→ **Selected excerpt**:
Vote against the congress members that support programs you think are wasting money. If enough people agree with your opinion, they will be voted out of power.

Of course, maybe not everyone will agree with your spending priorities, or your opinions on which programs should be shut down so those politicians and their programs will remain in place. That's what a democracy is.

We've had questions about citizen by citizen input on budget line items (I want X for defense, Y for pensions, etc). This was a naming question and the answer was that it would be a form of direct democracy.

Thing is, the US government is not, constitutionally, set up that way. Budget authority lies with Congress, with the possibility of POTUS vetos (IIRC there was a law a while back about a line by line rejection capacity by POTUS, but that was dismissed as unconstitutional) .

→ **Tasks and exercises**:
1 - List each distinct multi-letter abbreviation written in all capitals that appears in the comment on government spending.
2 - Write the next part of the comment on government spending, starting after its final sentence.
These records are drawn from a separate source.

[Records from a data collection]

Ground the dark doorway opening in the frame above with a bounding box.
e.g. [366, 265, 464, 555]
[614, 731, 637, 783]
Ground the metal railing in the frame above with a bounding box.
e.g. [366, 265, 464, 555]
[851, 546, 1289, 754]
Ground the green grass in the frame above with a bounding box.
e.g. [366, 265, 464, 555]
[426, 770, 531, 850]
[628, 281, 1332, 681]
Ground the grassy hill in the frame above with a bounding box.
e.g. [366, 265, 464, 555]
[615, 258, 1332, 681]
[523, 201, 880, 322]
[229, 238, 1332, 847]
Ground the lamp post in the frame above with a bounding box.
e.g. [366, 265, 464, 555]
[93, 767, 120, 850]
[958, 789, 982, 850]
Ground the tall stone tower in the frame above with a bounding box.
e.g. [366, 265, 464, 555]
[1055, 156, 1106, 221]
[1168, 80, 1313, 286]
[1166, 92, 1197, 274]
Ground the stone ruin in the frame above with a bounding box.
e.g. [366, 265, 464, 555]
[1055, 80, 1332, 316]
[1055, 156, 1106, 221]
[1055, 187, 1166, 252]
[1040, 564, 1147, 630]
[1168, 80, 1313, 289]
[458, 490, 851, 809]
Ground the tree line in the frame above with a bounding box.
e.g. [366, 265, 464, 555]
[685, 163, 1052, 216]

→ **List of answers**:
1 - US, POTUS, IIRC

2 -
You also want to look at the distinction between discretionary and mandatory spending. Without change in laws, your question only applies to the first part, which about 1/3 of Fed spending, and which is itself is about equal Defense/Non-Defense:

Mandatory spending, also known as direct spending, is mandated by existing laws. This type of spending includes funding for entitlement programs like Medicare and Social Security and other payments to people, businesses, and state and local governments.

Once you the mandatory items out, as well as Defense spending - cuz no Republican politician will vote for a DoD haircut - you are left with a much smaller pie of discretionary budget to argue about (about 1/6th of total Fed spending if my math is correct).

In fact, Federal Spending | U.S. Treasury Fiscal Data

Mandatory spending represents nearly two-thirds of annual federal spending. This type of spending does not require an annual vote by Congress.